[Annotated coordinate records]
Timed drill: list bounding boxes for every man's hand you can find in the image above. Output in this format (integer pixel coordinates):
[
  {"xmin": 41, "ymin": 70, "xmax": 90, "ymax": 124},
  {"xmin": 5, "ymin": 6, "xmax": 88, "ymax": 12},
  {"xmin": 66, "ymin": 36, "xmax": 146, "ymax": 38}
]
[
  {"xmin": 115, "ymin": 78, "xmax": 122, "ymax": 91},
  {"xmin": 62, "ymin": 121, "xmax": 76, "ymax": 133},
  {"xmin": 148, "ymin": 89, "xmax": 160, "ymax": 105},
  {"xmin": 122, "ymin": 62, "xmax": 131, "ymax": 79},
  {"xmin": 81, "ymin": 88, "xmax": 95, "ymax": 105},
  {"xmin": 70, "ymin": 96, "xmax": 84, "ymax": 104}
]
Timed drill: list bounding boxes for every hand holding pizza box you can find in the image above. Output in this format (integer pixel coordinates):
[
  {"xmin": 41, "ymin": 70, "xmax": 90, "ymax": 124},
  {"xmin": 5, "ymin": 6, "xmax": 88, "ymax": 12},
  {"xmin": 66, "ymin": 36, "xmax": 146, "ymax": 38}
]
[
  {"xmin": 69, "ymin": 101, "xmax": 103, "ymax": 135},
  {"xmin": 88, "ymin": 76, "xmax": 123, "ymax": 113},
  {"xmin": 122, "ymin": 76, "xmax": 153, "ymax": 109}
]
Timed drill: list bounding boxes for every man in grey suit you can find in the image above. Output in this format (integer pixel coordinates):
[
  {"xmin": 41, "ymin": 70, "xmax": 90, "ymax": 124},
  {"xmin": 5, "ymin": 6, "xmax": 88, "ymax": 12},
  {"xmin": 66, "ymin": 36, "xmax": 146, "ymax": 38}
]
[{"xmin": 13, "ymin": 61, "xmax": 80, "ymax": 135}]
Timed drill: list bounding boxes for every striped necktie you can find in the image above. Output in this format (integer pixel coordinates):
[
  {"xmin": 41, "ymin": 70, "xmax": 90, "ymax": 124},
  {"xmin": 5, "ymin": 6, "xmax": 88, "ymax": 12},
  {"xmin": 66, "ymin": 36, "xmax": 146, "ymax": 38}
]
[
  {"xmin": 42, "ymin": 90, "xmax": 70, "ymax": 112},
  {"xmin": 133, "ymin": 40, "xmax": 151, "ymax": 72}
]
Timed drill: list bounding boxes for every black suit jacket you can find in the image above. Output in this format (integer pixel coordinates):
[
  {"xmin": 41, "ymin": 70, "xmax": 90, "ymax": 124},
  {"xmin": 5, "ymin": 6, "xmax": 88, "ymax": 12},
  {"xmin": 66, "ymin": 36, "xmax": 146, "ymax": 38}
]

TASK DESCRIPTION:
Please output all the lines of the items above as a JSON list of strings, with one string per line and any blank lines omitted.

CORRECT OUTPUT:
[
  "Timed drill: list bounding boxes for every man's hand you can find in the image above. Output in this format (integer pixel coordinates):",
  "[",
  "  {\"xmin\": 41, \"ymin\": 70, \"xmax\": 90, \"ymax\": 124},",
  "  {\"xmin\": 5, \"ymin\": 6, \"xmax\": 88, \"ymax\": 12},",
  "  {\"xmin\": 66, \"ymin\": 36, \"xmax\": 146, \"ymax\": 38}",
  "]",
  "[",
  "  {\"xmin\": 115, \"ymin\": 78, \"xmax\": 122, \"ymax\": 91},",
  "  {\"xmin\": 62, \"ymin\": 121, \"xmax\": 76, \"ymax\": 133},",
  "  {\"xmin\": 148, \"ymin\": 89, \"xmax\": 160, \"ymax\": 105},",
  "  {\"xmin\": 122, \"ymin\": 62, \"xmax\": 131, \"ymax\": 79},",
  "  {\"xmin\": 81, \"ymin\": 88, \"xmax\": 95, \"ymax\": 105},",
  "  {\"xmin\": 70, \"ymin\": 96, \"xmax\": 84, \"ymax\": 104}",
  "]",
  "Timed drill: list bounding boxes for every hand holding pizza box you can find in the image above. Output in this format (integer pixel coordinates):",
  "[",
  "  {\"xmin\": 41, \"ymin\": 70, \"xmax\": 90, \"ymax\": 124},",
  "  {\"xmin\": 5, \"ymin\": 6, \"xmax\": 88, \"ymax\": 12},",
  "  {\"xmin\": 66, \"ymin\": 36, \"xmax\": 146, \"ymax\": 38}",
  "]",
  "[",
  "  {\"xmin\": 69, \"ymin\": 101, \"xmax\": 103, \"ymax\": 135},",
  "  {\"xmin\": 88, \"ymin\": 76, \"xmax\": 123, \"ymax\": 113},",
  "  {\"xmin\": 122, \"ymin\": 76, \"xmax\": 153, \"ymax\": 109}",
  "]",
  "Timed drill: list bounding boxes for every man in grey suit you can find in the image above. Output in this format (integer pixel coordinates):",
  "[",
  "  {\"xmin\": 41, \"ymin\": 70, \"xmax\": 90, \"ymax\": 124},",
  "  {\"xmin\": 5, \"ymin\": 6, \"xmax\": 88, \"ymax\": 12},",
  "  {\"xmin\": 66, \"ymin\": 36, \"xmax\": 146, \"ymax\": 38}",
  "]",
  "[{\"xmin\": 13, \"ymin\": 61, \"xmax\": 80, \"ymax\": 135}]",
  "Timed drill: list bounding boxes for every striped necktie you can find in the image above. Output in this format (integer pixel coordinates):",
  "[",
  "  {\"xmin\": 41, \"ymin\": 70, \"xmax\": 90, \"ymax\": 124},",
  "  {\"xmin\": 5, \"ymin\": 6, \"xmax\": 88, \"ymax\": 12},",
  "  {\"xmin\": 66, \"ymin\": 36, \"xmax\": 146, \"ymax\": 38}",
  "]",
  "[",
  "  {\"xmin\": 42, \"ymin\": 90, \"xmax\": 70, \"ymax\": 112},",
  "  {\"xmin\": 133, \"ymin\": 40, \"xmax\": 151, \"ymax\": 72}",
  "]",
  "Timed drill: list bounding boxes for every black suit jacket you can find in the image above. Output in this format (integer pixel coordinates):",
  "[",
  "  {\"xmin\": 41, \"ymin\": 70, \"xmax\": 90, \"ymax\": 124},",
  "  {\"xmin\": 5, \"ymin\": 6, \"xmax\": 88, \"ymax\": 12},",
  "  {\"xmin\": 66, \"ymin\": 36, \"xmax\": 146, \"ymax\": 38}",
  "]"
]